* **Exercise goal**
Copy out the article on aerating golf greens in full, word for word, from its headline through its final sentence.

* **Excerpt**
※
Aerating golf greens needs to be done

Since we aerated the greens this week at Bellevue Golf Course, let’s talk about why this has to be done. We do this twice per year, pull out the cores, shovel them off the green, and top-dress the green with sand to make it smooth again to putt on.

  • Monday, June 2, 2008 4:00pm
  • Sports

Since we aerated the greens this week at Bellevue Golf Course, let’s talk about why this has to be done. We do this twice per year, pull out the cores, shovel them off the green, and top-dress the green with sand to make it smooth again to putt on.

The aerating of greens is mainly to relieve compaction from 60,000 people walking in the same 5,000 square foot green. When a green becomes compacted, the water will not penetrate the soil and get to the roots. Greens are made up of 90 percent sand because sand granules are very strong and can take traffic without compacting quickly.

The other reason we aerate is to let gases given off by the roots escape and to let air get to them. If gases have no place to go, the roots will suffer. When we aerate greens you literally can smell the gases coming out of the holes. At our course we fertilize the greens the week before and the holes close in about 8 days, not a bad price to pay for nice greens the rest of golfing season.
※
* **Dataset records about object locations**
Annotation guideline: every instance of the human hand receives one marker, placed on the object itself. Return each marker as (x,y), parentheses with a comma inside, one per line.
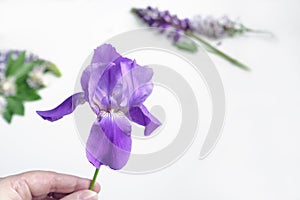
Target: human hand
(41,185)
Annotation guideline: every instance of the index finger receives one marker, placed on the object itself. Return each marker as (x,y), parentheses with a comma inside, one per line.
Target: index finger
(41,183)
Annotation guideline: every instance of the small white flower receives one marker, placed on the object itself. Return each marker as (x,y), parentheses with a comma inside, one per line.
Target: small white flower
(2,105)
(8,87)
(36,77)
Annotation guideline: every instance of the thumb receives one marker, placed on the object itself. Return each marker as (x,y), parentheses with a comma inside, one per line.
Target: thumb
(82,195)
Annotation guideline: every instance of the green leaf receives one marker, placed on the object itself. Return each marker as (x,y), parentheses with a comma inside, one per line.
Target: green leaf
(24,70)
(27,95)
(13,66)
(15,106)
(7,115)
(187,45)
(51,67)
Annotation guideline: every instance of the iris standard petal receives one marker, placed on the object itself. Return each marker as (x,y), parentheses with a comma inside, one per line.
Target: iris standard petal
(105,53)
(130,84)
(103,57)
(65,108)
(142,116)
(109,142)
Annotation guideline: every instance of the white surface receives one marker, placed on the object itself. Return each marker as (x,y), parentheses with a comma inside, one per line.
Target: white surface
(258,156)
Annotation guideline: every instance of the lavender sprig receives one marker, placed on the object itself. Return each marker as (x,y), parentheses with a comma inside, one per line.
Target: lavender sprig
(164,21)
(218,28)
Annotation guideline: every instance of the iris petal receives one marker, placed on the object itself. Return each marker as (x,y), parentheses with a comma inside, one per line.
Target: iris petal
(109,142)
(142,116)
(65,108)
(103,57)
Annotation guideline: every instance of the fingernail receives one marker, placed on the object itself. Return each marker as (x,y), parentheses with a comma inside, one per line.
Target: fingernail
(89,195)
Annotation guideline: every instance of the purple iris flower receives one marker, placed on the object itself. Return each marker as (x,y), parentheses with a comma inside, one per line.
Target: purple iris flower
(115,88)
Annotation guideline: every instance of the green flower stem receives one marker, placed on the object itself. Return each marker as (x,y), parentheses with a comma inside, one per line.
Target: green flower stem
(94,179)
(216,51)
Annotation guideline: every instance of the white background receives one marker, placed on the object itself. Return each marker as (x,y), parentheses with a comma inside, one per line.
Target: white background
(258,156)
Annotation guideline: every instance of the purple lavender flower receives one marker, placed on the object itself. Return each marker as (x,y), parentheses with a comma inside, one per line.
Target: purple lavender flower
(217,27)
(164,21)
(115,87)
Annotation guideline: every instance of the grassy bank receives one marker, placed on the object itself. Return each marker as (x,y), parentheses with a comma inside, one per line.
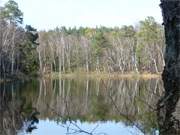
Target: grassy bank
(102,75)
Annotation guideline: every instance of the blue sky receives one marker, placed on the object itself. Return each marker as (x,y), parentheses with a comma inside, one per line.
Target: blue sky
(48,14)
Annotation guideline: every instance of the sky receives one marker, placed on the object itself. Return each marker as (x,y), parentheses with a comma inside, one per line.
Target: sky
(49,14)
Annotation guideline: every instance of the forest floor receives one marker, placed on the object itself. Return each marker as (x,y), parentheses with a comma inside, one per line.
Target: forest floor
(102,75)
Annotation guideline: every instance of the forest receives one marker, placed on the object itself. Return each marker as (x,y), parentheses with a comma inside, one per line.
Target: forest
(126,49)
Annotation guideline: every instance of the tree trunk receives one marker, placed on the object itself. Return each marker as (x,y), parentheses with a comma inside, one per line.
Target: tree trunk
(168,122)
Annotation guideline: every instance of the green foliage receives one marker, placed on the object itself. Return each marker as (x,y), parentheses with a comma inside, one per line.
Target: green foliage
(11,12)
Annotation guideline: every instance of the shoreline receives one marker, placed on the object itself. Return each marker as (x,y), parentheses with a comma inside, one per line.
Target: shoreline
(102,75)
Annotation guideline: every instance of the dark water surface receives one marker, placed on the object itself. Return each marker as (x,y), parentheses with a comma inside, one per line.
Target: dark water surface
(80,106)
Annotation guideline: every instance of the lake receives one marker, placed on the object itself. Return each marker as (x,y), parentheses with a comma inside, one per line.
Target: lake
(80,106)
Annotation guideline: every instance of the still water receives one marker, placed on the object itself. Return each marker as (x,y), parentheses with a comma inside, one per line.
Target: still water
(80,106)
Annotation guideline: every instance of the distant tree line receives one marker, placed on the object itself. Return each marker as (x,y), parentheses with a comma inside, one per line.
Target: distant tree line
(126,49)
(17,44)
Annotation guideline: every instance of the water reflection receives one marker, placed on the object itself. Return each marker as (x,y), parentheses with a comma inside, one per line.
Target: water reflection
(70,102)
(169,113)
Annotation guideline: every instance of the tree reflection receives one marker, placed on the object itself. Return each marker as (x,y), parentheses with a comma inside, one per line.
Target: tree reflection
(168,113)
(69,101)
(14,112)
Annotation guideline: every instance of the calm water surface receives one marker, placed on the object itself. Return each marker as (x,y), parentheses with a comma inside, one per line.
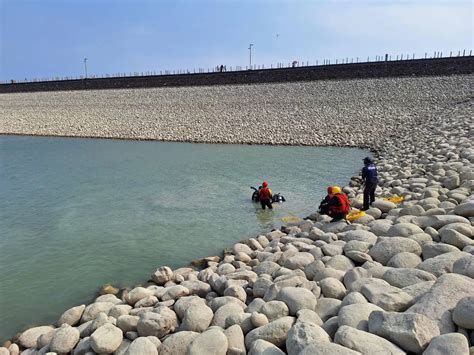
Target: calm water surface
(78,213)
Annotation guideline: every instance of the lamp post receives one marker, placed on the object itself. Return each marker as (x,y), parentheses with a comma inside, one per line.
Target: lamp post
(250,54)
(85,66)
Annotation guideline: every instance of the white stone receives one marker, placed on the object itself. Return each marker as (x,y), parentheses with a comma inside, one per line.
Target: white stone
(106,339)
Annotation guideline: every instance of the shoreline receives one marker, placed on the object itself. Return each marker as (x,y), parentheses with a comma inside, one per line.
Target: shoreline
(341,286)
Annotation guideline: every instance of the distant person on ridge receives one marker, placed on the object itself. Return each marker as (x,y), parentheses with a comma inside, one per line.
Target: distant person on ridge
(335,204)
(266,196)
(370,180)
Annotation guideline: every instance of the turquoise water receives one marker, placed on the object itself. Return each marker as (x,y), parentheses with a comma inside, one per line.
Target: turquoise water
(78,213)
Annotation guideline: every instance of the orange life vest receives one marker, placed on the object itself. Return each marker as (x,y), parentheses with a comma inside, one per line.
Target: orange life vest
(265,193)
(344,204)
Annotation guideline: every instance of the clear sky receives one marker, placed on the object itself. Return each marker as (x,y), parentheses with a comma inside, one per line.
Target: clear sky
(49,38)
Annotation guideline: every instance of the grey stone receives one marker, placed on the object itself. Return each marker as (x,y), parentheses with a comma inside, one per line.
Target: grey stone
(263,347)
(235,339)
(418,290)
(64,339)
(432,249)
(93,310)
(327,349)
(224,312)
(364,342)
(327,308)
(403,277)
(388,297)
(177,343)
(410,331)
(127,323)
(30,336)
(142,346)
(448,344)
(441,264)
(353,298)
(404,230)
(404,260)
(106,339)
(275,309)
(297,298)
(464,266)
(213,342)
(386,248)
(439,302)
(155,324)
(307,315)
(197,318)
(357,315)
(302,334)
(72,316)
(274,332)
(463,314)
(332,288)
※
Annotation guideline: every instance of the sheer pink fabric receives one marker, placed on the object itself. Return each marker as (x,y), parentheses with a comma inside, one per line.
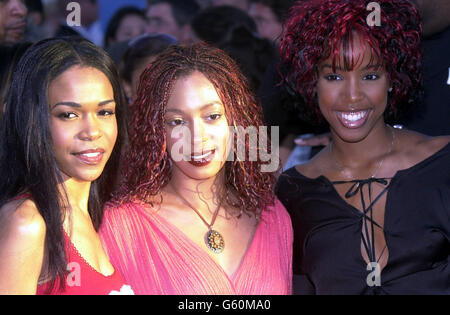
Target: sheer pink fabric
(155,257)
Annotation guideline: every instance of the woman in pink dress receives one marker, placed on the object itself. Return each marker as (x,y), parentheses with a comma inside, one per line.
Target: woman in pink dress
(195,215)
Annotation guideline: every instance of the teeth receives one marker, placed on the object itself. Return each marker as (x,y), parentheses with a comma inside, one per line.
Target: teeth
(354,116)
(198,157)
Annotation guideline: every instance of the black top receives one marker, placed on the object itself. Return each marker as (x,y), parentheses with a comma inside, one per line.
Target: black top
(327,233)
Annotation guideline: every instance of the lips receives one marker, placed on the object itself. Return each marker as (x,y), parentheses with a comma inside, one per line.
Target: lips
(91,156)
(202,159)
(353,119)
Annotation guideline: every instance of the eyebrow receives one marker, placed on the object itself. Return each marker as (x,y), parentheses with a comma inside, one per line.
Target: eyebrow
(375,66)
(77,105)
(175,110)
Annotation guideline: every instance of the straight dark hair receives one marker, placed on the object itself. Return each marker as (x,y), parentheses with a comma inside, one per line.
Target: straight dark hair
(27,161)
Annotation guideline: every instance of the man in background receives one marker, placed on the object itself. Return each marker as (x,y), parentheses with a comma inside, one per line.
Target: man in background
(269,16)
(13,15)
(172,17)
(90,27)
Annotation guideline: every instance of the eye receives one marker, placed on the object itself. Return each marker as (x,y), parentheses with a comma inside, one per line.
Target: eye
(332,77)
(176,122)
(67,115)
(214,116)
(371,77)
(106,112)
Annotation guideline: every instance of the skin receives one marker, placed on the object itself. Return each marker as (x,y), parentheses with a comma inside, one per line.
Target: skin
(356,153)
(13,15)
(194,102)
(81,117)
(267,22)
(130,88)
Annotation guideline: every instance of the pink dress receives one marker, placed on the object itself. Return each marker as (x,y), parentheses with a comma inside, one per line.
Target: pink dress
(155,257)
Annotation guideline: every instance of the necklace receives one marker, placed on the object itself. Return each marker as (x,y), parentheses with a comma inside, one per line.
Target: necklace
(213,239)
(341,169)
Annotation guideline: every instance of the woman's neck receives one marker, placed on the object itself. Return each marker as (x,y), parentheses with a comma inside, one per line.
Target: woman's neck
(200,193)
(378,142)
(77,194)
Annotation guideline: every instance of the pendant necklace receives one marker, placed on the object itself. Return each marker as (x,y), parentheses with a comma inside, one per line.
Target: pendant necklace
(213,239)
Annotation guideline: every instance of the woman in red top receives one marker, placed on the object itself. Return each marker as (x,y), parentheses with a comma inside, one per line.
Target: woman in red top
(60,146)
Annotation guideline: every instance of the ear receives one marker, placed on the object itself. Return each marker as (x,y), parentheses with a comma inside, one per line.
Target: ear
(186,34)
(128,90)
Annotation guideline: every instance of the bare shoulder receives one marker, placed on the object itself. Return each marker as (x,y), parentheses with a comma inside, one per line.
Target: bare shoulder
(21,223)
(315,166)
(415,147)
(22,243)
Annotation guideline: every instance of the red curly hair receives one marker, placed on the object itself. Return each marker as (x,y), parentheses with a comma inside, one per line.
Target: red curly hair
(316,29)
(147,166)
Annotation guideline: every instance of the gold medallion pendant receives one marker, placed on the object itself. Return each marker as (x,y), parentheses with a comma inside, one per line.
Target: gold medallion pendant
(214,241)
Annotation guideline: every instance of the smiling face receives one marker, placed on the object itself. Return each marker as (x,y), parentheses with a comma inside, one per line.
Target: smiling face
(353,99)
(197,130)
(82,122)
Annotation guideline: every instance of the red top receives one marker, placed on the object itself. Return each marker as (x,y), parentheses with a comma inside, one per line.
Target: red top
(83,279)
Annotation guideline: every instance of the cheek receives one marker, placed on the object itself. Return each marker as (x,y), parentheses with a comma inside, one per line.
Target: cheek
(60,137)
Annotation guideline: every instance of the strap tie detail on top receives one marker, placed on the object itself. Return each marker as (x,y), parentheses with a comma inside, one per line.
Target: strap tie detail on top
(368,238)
※
* **Exercise result**
Aerating golf greens needs to be done

Since we aerated the greens this week at Bellevue Golf Course, let’s talk about why this has to be done. We do this twice per year, pull out the cores, shovel them off the green, and top-dress the green with sand to make it smooth again to putt on.

  • Monday, June 2, 2008 4:00pm
  • Sports

Since we aerated the greens this week at Bellevue Golf Course, let’s talk about why this has to be done. We do this twice per year, pull out the cores, shovel them off the green, and top-dress the green with sand to make it smooth again to putt on.

The aerating of greens is mainly to relieve compaction from 60,000 people walking in the same 5,000 square foot green. When a green becomes compacted, the water will not penetrate the soil and get to the roots. Greens are made up of 90 percent sand because sand granules are very strong and can take traffic without compacting quickly.

The other reason we aerate is to let gases given off by the roots escape and to let air get to them. If gases have no place to go, the roots will suffer. When we aerate greens you literally can smell the gases coming out of the holes. At our course we fertilize the greens the week before and the holes close in about 8 days, not a bad price to pay for nice greens the rest of golfing season.